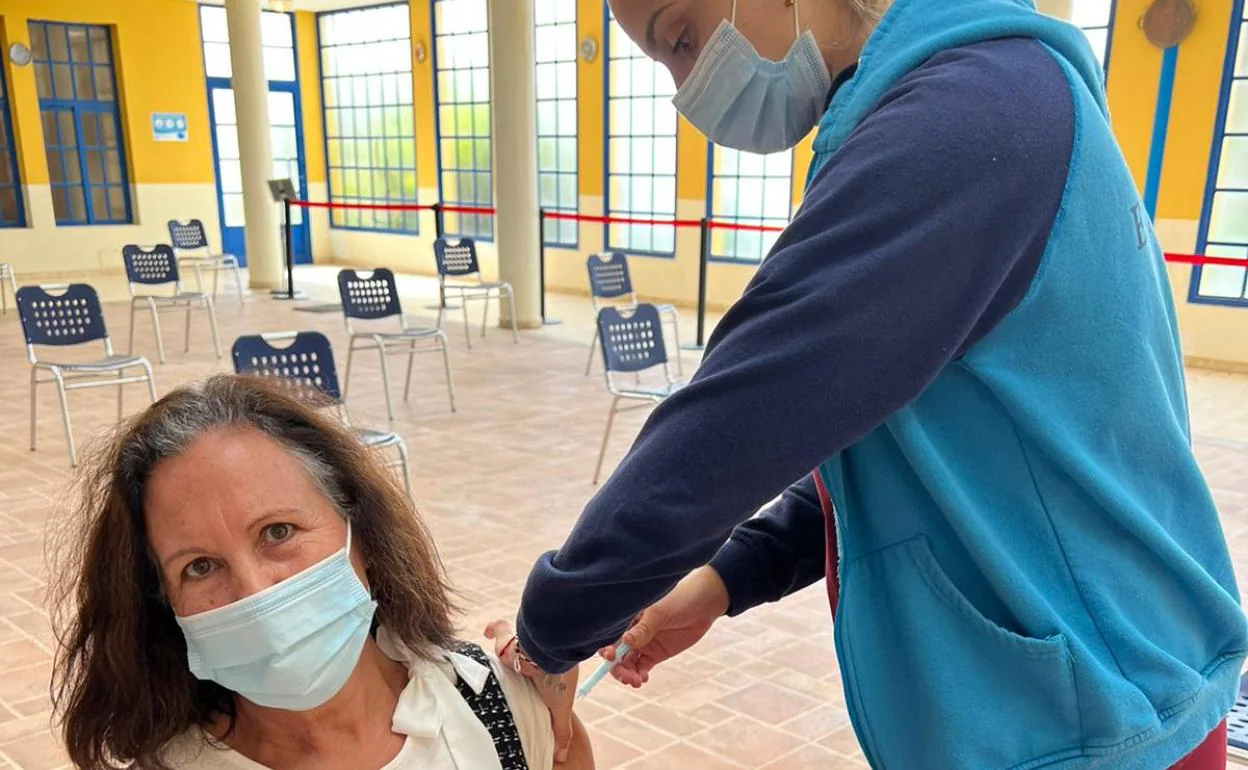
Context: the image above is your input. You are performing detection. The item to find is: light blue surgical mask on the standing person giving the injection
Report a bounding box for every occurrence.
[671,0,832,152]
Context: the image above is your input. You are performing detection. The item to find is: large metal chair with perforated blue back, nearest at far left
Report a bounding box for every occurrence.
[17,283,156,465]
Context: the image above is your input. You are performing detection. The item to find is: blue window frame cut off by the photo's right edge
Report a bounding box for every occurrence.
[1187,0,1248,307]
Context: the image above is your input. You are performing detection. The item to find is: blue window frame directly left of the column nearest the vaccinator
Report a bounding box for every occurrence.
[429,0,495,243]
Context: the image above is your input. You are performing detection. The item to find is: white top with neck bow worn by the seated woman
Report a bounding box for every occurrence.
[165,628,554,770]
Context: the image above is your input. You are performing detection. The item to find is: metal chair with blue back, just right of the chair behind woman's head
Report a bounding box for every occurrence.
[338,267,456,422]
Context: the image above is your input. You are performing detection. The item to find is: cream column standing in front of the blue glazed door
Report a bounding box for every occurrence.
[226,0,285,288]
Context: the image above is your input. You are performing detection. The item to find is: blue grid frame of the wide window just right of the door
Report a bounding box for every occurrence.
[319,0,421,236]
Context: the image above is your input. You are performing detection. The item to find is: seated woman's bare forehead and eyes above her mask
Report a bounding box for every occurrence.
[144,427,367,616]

--

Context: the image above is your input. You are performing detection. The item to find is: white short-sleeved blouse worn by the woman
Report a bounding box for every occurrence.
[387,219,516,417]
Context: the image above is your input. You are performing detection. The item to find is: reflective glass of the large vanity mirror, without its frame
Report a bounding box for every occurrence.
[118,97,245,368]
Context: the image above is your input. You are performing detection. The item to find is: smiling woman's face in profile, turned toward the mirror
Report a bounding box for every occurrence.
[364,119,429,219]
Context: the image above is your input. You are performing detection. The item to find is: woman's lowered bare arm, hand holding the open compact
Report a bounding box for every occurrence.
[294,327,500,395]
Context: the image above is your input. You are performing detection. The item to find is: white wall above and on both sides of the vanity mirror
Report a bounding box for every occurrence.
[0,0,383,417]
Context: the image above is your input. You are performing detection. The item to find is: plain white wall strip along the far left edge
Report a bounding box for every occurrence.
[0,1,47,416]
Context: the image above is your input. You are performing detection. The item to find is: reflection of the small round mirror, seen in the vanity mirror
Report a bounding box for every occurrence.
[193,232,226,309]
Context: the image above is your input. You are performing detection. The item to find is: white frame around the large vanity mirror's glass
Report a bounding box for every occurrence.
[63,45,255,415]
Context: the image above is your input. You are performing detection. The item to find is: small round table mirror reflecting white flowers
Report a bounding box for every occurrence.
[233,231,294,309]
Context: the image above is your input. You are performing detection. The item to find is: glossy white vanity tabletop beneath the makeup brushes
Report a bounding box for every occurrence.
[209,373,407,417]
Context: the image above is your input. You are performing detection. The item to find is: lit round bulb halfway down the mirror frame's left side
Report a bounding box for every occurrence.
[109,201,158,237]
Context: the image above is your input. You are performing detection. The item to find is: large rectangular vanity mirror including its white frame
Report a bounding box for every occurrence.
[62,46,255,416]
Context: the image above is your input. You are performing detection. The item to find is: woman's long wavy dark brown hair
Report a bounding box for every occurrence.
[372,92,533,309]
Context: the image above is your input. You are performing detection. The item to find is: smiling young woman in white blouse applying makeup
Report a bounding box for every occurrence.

WHAT THE TASK ASKS
Given the records above, reproduce precisely and only the lines between the line holding "behind woman's head" and the line holding "of the door", inclusive.

RESPONSE AREA
Context: the image above is your input. You are performing detection. The item to find is: metal chair with blue back, just right of the chair behind woman's head
Report a bounding box for every occurrence.
[338,267,456,422]
Context: the image above is your input. You are performing detection. The item to find is: cream column standing in front of the blue glazed door
Report a bounding box for every occurrence.
[226,0,285,288]
Context: the image above is your input. You are performing detection. The item to find is: blue grid frame of the wide window just right of the door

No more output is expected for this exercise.